* **BRIEF A**
According to the post on writing small towns, what is the author's hometown?

How to Write the Small Towns We All Love!

What's your favorite small town in literature? Mitford? Walnut Grove? Shirlee McCoy's Apple Valley? Debbie Macomber's Cedar Cove?

Well, I'm going to start with Avonlea...

Anne of Green Gables, the quaint old town, the beautiful farms, the coastlines of Prince Edward Island, the sea breezes, the waving grasses, the Avenue (that Anne re-christened "The White Way of Delight" and Rachel and the general store and Matthew and Marilla and Gilbert Blythe and the school house and the ridgepole of the barn and the dinghy that sank while playing Camelot...

So many things to love about Prince Edward Island!

So that would be my number one pic because I could just feel the beauty of that place and the joy of  a young girl finally finding her place... right there with Matthew and Marilla Cuthbert.

But not everyone lives on an island, right? So we need to be able to create the place with what the majority of us are given, the sweet town next door... or our very own hometown!

I use elements of my hometown here in Hilton, NY and the surrounding towns all the time. I steal elements I love from one town/village and merge them with elements of another to create either the welcoming feel or the threatening despair depending on what's going on in that town at that time.

This is the town sign on the main road and right now it's featuring mums and pumpkins from our farm... and that's the mark of a small town, too. Taking care of one another... And sometimes there's this:  When a horrible accident took the life of one young person and severely injured another person, this was the symbol we all used on Facebook... because in times of trouble, we are strong for one another.



My two current series feature very different small towns. "At Home in Wishing Bridge" (#1 on Amazon right now for Christian Women's Fiction, thank you, readers!) is set in the fictional northern New York town of "Wishing Bridge".



Picture forested hills, narrow country roads winding up and down, curving here and there... Farmers fields rimmed with hedgerows of trees... Small towns dotting the landscape, towns that were bypassed by the interstate... old buildings, struggling infrastructure in places, but a town filled with faith and hope from the very beginning of the story. Sure, they know they're struggling but they're struggling together, and that makes all the difference. And then a pregnant young woman flies off the road and is rescued by the returning hero, Hale Jackson... and so the story begins. A young mother's sacrifice thwarted by choosing the interstate exit to Wishing Bridge. Welcome to Wishing Bridge became an Amazon bestseller and is still ranked at #4 on the Christian Women's Fiction bestseller list, so that's mighty sweet news to me and the publishers!

* **BRIEF B**
Collect every line in the listing below that contains the word "side".

* **DATASET RECORDS**

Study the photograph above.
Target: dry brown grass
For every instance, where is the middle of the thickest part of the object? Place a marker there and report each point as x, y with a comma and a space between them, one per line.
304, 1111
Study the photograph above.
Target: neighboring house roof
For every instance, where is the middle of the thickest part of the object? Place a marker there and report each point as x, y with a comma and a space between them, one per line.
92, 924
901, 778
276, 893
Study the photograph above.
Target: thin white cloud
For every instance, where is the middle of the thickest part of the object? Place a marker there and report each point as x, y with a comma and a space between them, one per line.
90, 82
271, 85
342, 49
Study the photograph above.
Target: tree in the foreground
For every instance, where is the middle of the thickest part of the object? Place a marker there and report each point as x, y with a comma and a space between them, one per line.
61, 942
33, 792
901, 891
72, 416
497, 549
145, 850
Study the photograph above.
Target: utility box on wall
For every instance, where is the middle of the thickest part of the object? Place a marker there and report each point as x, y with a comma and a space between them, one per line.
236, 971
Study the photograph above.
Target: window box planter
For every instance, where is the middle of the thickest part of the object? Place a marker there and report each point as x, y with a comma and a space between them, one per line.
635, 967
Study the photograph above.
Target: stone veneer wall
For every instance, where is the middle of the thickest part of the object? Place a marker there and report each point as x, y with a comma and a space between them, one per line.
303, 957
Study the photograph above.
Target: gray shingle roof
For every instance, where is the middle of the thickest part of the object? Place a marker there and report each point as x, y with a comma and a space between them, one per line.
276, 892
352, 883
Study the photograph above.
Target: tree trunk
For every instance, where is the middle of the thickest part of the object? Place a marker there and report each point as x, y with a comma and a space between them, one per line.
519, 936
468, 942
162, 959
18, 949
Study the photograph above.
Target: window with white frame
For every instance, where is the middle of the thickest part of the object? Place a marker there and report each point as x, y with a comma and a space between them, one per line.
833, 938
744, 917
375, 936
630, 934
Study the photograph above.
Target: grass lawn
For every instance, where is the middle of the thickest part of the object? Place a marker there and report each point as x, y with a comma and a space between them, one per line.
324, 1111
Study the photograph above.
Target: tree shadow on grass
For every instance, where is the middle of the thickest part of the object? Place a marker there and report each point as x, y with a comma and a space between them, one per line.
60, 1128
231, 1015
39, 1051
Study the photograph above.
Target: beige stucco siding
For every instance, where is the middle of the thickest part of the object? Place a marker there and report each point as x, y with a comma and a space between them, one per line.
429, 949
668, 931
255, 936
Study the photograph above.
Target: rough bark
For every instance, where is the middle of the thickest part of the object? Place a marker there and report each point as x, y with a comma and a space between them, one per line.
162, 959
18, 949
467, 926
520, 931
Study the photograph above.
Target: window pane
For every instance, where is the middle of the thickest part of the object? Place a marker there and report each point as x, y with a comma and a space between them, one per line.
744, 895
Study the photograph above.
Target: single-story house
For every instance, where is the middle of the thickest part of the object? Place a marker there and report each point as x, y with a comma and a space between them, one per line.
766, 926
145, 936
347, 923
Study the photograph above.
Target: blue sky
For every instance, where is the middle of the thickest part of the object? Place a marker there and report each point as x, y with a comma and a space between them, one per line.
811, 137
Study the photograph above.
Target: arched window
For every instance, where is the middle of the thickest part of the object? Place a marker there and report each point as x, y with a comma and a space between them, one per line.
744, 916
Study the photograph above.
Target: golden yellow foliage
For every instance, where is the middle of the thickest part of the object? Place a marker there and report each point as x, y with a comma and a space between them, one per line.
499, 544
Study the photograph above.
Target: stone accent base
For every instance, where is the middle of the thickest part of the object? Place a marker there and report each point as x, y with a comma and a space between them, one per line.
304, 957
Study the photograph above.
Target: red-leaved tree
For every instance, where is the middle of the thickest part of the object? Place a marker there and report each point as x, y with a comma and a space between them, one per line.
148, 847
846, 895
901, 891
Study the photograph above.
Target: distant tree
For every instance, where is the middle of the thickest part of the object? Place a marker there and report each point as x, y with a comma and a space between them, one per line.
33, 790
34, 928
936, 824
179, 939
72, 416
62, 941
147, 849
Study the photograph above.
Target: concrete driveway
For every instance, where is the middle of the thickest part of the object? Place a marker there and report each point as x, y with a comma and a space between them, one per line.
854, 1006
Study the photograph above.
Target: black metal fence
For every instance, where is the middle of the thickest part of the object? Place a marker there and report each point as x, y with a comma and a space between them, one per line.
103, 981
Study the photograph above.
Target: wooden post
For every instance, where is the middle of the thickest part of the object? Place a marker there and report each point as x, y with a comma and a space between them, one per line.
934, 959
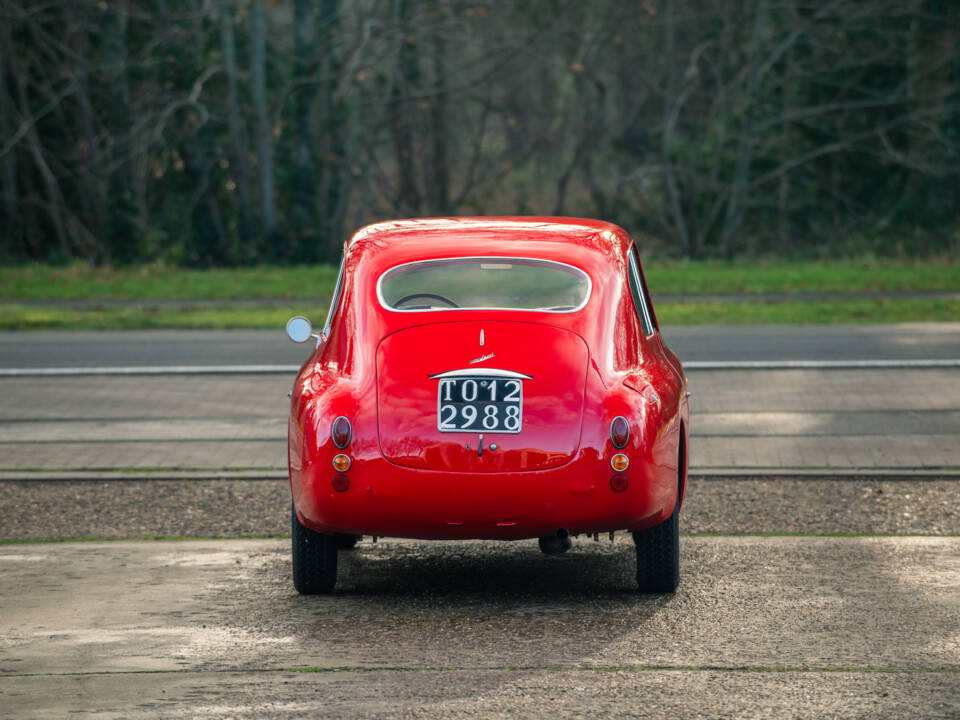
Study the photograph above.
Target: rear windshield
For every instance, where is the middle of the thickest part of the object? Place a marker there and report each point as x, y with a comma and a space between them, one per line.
480, 283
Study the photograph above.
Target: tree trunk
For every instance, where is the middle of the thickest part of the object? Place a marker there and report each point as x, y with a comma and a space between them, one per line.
406, 80
438, 189
670, 110
235, 122
10, 238
264, 128
338, 168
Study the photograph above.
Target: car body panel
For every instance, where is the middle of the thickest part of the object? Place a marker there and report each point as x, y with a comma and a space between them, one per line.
406, 478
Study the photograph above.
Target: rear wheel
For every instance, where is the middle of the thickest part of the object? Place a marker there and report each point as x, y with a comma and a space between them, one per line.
314, 559
658, 554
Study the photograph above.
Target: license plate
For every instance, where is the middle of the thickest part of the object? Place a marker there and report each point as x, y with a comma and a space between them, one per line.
479, 404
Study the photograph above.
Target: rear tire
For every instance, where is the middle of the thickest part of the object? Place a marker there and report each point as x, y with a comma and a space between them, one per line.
658, 555
314, 559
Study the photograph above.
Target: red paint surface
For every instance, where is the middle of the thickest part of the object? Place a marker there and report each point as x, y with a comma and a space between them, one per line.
410, 480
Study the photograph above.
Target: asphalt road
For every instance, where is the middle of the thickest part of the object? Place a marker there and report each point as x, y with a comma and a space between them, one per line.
799, 626
920, 341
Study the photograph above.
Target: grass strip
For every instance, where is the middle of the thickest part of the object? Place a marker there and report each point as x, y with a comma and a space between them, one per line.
223, 317
161, 282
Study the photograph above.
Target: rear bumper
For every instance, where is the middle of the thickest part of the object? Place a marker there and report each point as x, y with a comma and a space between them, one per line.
386, 500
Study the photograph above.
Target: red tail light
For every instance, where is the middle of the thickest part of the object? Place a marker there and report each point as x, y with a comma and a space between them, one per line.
341, 432
619, 431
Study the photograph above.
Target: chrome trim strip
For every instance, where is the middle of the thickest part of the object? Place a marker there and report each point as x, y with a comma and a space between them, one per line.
586, 298
481, 372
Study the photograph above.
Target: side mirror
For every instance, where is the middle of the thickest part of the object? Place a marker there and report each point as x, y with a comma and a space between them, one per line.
299, 329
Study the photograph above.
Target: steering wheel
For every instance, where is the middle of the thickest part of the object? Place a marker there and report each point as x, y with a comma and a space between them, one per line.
433, 296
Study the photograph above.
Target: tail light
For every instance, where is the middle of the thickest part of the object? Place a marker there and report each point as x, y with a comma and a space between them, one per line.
619, 431
341, 432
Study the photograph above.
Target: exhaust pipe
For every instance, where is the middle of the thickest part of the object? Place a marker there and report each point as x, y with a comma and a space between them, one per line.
556, 544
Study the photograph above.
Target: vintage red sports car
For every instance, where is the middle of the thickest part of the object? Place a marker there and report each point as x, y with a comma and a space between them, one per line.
488, 378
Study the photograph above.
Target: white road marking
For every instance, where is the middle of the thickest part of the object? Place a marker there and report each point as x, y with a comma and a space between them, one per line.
153, 370
819, 364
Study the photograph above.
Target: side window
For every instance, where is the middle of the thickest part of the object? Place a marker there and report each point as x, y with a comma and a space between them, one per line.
335, 300
640, 299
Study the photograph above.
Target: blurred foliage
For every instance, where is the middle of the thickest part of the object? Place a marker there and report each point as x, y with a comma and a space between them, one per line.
238, 132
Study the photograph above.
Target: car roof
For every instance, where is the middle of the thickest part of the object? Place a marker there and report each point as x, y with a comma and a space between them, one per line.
546, 237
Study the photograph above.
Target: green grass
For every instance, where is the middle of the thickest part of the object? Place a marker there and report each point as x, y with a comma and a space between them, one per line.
882, 310
147, 284
156, 282
21, 317
160, 282
669, 278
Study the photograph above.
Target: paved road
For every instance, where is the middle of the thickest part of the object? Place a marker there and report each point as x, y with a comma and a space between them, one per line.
268, 347
760, 627
754, 422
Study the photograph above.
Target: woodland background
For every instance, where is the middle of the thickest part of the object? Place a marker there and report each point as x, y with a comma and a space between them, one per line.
212, 132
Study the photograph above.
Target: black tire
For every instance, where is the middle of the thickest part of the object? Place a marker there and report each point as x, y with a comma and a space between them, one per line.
658, 555
347, 542
314, 559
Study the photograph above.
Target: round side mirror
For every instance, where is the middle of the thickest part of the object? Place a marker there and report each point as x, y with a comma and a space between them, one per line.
299, 329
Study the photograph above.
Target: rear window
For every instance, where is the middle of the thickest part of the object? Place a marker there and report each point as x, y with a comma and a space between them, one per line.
484, 283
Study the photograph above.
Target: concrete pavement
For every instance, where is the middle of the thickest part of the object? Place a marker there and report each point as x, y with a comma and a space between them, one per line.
271, 347
799, 627
755, 422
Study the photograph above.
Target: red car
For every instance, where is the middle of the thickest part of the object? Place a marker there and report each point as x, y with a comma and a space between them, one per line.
498, 378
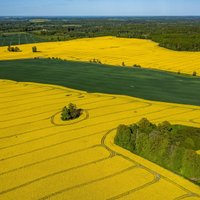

* **WRITTEN ANSWER A**
Hilton, NY.

* **WRITTEN ANSWER B**
Target: side mirror
Target: side window
Target: round side mirror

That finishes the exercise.